#### Problem to solve:
Look below for the line holding "32L381 40L396 34L393" and the line holding "box: [104, 159, 121, 172]". Repeat those two and everything between, exactly.

#### Given entries:
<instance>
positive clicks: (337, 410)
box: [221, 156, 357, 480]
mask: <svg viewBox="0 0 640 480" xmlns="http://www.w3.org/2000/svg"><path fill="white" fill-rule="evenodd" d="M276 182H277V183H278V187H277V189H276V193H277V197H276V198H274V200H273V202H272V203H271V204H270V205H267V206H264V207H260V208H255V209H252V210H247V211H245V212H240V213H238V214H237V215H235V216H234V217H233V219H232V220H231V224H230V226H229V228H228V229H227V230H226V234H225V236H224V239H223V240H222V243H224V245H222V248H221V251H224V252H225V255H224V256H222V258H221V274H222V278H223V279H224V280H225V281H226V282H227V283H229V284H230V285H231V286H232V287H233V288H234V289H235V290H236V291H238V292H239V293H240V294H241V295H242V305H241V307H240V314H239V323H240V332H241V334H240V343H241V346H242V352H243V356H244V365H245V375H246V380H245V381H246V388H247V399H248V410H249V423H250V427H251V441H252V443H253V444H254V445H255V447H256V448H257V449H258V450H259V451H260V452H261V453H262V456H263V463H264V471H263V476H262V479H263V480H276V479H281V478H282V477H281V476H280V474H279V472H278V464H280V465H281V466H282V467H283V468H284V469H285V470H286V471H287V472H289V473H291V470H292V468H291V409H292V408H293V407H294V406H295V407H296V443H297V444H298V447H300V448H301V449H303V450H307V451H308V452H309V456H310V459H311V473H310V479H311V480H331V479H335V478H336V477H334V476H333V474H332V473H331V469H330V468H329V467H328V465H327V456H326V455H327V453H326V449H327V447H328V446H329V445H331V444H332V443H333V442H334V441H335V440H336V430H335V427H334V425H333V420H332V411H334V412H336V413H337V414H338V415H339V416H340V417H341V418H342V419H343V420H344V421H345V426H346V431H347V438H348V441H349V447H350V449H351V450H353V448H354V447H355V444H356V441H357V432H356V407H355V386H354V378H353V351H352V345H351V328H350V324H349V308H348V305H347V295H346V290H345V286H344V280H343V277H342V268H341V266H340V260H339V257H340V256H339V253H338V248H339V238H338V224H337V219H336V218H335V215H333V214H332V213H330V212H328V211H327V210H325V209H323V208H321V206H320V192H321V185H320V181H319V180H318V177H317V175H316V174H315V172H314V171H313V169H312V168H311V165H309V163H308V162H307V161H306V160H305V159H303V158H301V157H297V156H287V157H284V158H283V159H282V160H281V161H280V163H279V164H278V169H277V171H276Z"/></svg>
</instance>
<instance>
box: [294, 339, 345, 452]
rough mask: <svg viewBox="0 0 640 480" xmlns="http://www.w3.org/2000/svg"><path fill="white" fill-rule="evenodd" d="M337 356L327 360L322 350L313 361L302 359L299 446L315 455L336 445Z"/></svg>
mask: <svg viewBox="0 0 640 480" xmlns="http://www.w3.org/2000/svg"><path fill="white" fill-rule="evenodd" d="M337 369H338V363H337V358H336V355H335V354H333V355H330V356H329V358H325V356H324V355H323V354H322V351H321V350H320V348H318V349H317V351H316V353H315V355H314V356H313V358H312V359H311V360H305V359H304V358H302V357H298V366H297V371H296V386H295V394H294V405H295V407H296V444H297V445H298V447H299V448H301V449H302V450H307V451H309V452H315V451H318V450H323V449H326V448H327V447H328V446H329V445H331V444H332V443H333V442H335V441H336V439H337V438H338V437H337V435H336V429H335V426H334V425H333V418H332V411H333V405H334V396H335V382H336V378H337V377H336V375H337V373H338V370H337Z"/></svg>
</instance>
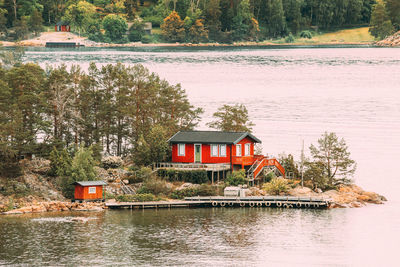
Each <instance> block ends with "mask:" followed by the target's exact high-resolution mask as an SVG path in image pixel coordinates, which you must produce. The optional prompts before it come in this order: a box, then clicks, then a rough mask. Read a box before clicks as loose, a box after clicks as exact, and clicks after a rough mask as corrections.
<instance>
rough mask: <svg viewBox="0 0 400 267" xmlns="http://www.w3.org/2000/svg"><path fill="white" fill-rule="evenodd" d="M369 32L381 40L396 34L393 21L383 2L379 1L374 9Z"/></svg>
mask: <svg viewBox="0 0 400 267" xmlns="http://www.w3.org/2000/svg"><path fill="white" fill-rule="evenodd" d="M399 17H400V15H399ZM369 31H370V33H371V34H372V35H373V36H374V37H375V38H377V39H379V40H381V39H384V38H386V37H387V36H389V35H390V34H392V33H393V32H394V27H393V25H392V21H391V20H390V17H389V15H388V12H387V10H386V6H385V2H384V1H383V0H377V2H376V4H375V5H374V6H373V8H372V14H371V22H370V28H369Z"/></svg>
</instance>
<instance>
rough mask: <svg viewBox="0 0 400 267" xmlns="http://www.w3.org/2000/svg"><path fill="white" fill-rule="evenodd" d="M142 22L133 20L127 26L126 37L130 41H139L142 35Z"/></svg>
mask: <svg viewBox="0 0 400 267" xmlns="http://www.w3.org/2000/svg"><path fill="white" fill-rule="evenodd" d="M143 27H144V24H143V22H141V21H137V20H136V21H135V22H134V23H133V24H132V26H131V27H130V28H129V34H128V38H129V41H131V42H139V41H140V40H141V39H142V37H143V36H144V34H145V32H144V29H143Z"/></svg>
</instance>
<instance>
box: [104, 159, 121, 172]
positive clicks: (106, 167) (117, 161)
mask: <svg viewBox="0 0 400 267" xmlns="http://www.w3.org/2000/svg"><path fill="white" fill-rule="evenodd" d="M123 162H124V161H123V160H122V158H121V157H117V156H108V157H104V158H103V159H102V160H101V167H103V168H104V169H106V170H107V169H116V168H119V167H121V166H122V164H123Z"/></svg>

#### Written reply:
rough mask: <svg viewBox="0 0 400 267" xmlns="http://www.w3.org/2000/svg"><path fill="white" fill-rule="evenodd" d="M369 32L381 40L396 34L393 21L383 2L379 1L374 9Z"/></svg>
mask: <svg viewBox="0 0 400 267" xmlns="http://www.w3.org/2000/svg"><path fill="white" fill-rule="evenodd" d="M399 17H400V15H399ZM369 31H370V33H371V34H372V35H373V36H374V37H375V38H377V39H379V40H381V39H384V38H386V37H387V36H389V35H390V34H392V33H393V32H394V27H393V25H392V21H391V20H390V17H389V15H388V12H387V10H386V6H385V2H384V1H383V0H377V2H376V4H375V5H374V6H373V8H372V14H371V22H370V28H369Z"/></svg>
</instance>
<instance>
rough mask: <svg viewBox="0 0 400 267" xmlns="http://www.w3.org/2000/svg"><path fill="white" fill-rule="evenodd" d="M142 22L133 20L127 26L126 37L130 41H139L142 35Z"/></svg>
mask: <svg viewBox="0 0 400 267" xmlns="http://www.w3.org/2000/svg"><path fill="white" fill-rule="evenodd" d="M143 27H144V24H143V22H141V21H137V20H136V21H135V22H134V23H133V24H132V26H131V27H130V28H129V34H128V38H129V41H131V42H139V41H140V40H141V39H142V37H143V36H144V34H145V32H144V29H143Z"/></svg>
</instance>
<instance>
box: [104, 159, 121, 172]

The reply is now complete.